DIRECTIONS FOR THIS TASK:
Copy every line of the data below word for word, but leave the pictures out.

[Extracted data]
++++++++++++++++++++

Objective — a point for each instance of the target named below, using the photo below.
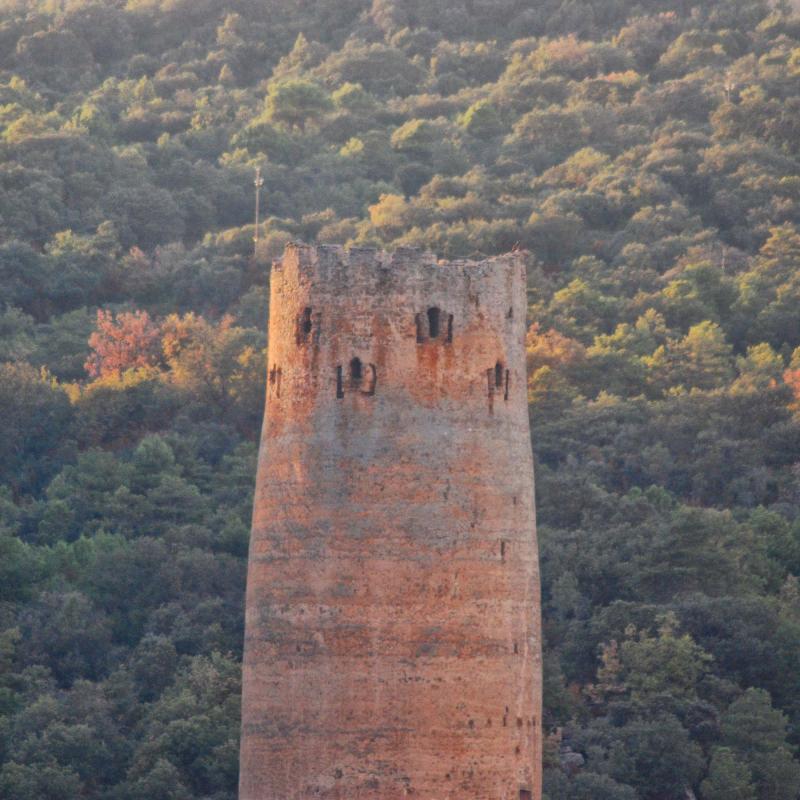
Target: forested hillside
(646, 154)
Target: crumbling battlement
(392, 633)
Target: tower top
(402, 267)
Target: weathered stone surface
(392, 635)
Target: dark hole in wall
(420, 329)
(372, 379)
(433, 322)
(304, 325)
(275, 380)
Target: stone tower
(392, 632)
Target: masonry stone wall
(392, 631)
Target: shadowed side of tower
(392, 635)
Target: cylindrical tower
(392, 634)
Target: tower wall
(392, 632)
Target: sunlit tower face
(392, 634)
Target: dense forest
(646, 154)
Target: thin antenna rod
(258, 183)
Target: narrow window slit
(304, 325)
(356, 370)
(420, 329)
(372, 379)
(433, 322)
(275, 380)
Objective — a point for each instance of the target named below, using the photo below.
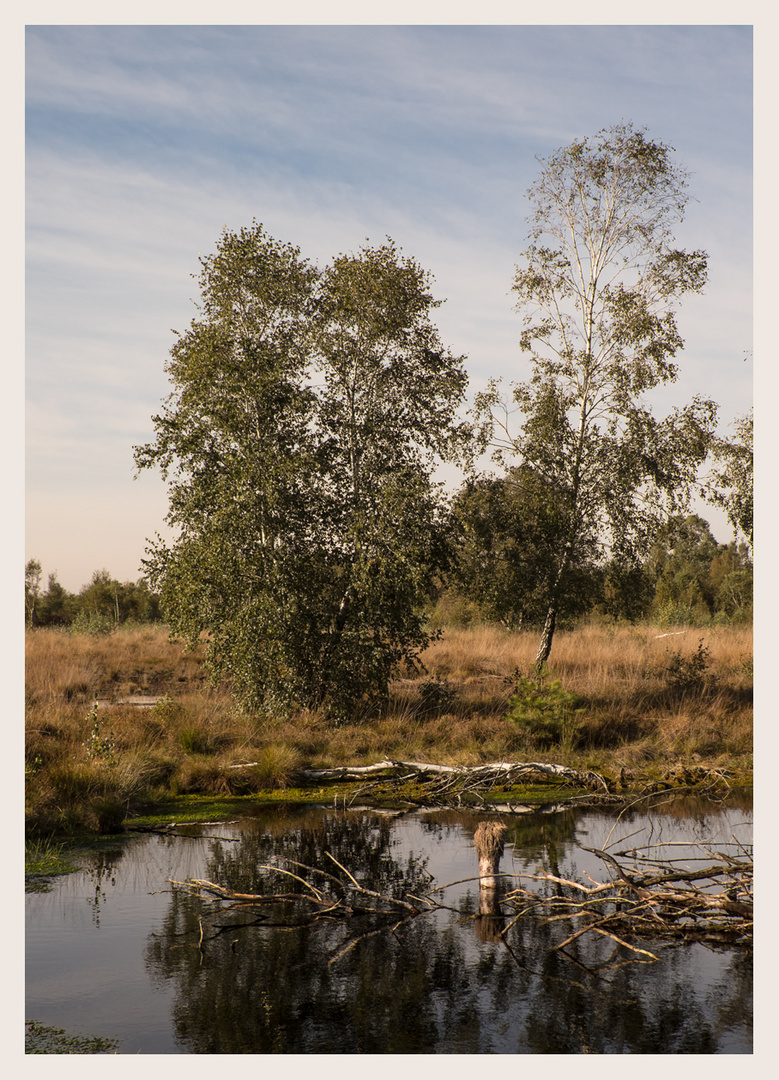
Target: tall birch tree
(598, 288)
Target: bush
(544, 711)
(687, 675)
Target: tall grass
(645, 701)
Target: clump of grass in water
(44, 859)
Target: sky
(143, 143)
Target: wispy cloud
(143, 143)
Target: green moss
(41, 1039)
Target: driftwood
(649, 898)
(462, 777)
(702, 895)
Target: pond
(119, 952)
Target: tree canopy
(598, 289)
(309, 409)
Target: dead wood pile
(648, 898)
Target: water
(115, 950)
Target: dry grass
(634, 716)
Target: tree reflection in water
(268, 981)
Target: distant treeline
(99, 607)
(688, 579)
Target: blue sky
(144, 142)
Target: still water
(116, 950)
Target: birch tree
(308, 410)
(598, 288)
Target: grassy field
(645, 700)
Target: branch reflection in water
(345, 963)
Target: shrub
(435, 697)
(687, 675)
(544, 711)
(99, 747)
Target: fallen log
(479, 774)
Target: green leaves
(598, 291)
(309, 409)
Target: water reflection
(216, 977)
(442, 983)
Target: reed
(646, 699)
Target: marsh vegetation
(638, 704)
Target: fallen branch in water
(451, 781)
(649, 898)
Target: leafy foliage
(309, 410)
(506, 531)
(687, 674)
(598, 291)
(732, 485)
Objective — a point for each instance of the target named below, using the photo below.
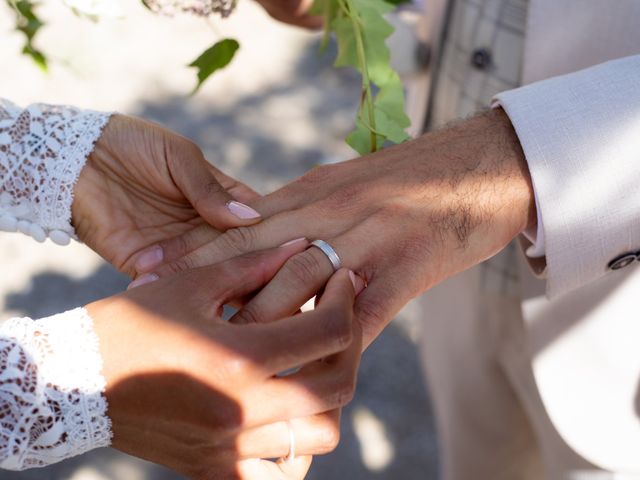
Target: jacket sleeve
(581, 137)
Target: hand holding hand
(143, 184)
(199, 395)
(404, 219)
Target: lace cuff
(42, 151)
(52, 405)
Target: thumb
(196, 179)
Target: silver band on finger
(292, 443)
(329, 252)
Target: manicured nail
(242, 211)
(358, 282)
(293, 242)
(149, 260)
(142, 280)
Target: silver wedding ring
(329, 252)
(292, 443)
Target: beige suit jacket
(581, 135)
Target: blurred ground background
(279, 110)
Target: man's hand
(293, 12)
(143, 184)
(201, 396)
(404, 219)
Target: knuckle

++++++++++++++++++++

TASK RESPONSE:
Objective — a point for each instance of the target named below, using the photo below.
Target: forested hillside
(646, 154)
Target: crumbling battlement
(392, 633)
Target: tower top
(402, 267)
Target: weathered stone surface
(392, 635)
Target: dark hole in wall
(420, 329)
(372, 379)
(433, 322)
(304, 325)
(275, 380)
Target: stone tower
(392, 632)
Target: masonry stone wall
(392, 631)
Target: shadowed side of tower
(392, 635)
Target: cylindrical tower
(392, 634)
Target: tower wall
(392, 632)
Target: sunlit tower face
(392, 634)
Target: dense forest
(646, 154)
Target: thin antenna rod
(258, 183)
Target: narrow window slit
(304, 325)
(356, 370)
(420, 329)
(372, 379)
(433, 322)
(275, 380)
Objective — a point for each instance of the target named below, using the photo below.
Target: tall birch tree
(598, 288)
Target: bush
(544, 711)
(687, 675)
Target: tall grass
(645, 701)
Target: clump of grass in water
(44, 859)
Target: sky
(143, 143)
Target: wispy cloud
(143, 143)
Target: green moss
(41, 1039)
Target: driftwood
(649, 898)
(462, 777)
(702, 895)
Target: pond
(119, 952)
Target: tree canopy
(598, 289)
(309, 409)
Target: dead wood pile
(648, 898)
Target: water
(115, 950)
Target: dry grass
(634, 716)
Target: tree reflection in water
(268, 981)
Target: distant treeline
(99, 607)
(688, 579)
Target: blue sky
(144, 142)
Target: still water
(116, 950)
Target: birch tree
(308, 410)
(598, 288)
Target: grassy field
(645, 700)
Target: branch reflection in water
(345, 963)
Target: shrub
(435, 697)
(687, 675)
(544, 711)
(99, 747)
Target: fallen log
(479, 774)
Target: green leaves
(598, 291)
(309, 409)
Target: water reflection
(216, 977)
(442, 983)
Target: reed
(646, 699)
Target: marsh vegetation
(638, 704)
Target: fallen branch in water
(451, 781)
(649, 898)
Target: leafy foliage
(309, 410)
(506, 531)
(687, 674)
(598, 291)
(732, 485)
Objective — a point for each instance of the target named below, using the photo below.
Target: jacket sleeve
(581, 137)
Target: hand holding hand
(143, 184)
(199, 395)
(404, 219)
Target: lace cuff
(42, 151)
(52, 405)
Target: thumb
(196, 179)
Target: silver band on finger
(292, 443)
(329, 252)
Target: manicured nail
(242, 211)
(358, 282)
(293, 242)
(149, 260)
(142, 280)
Target: silver wedding ring
(329, 252)
(292, 443)
Target: beige suit jacket
(581, 135)
Target: blurred ground background
(279, 110)
Target: man's hand
(293, 12)
(143, 184)
(201, 396)
(404, 219)
Target: knuckle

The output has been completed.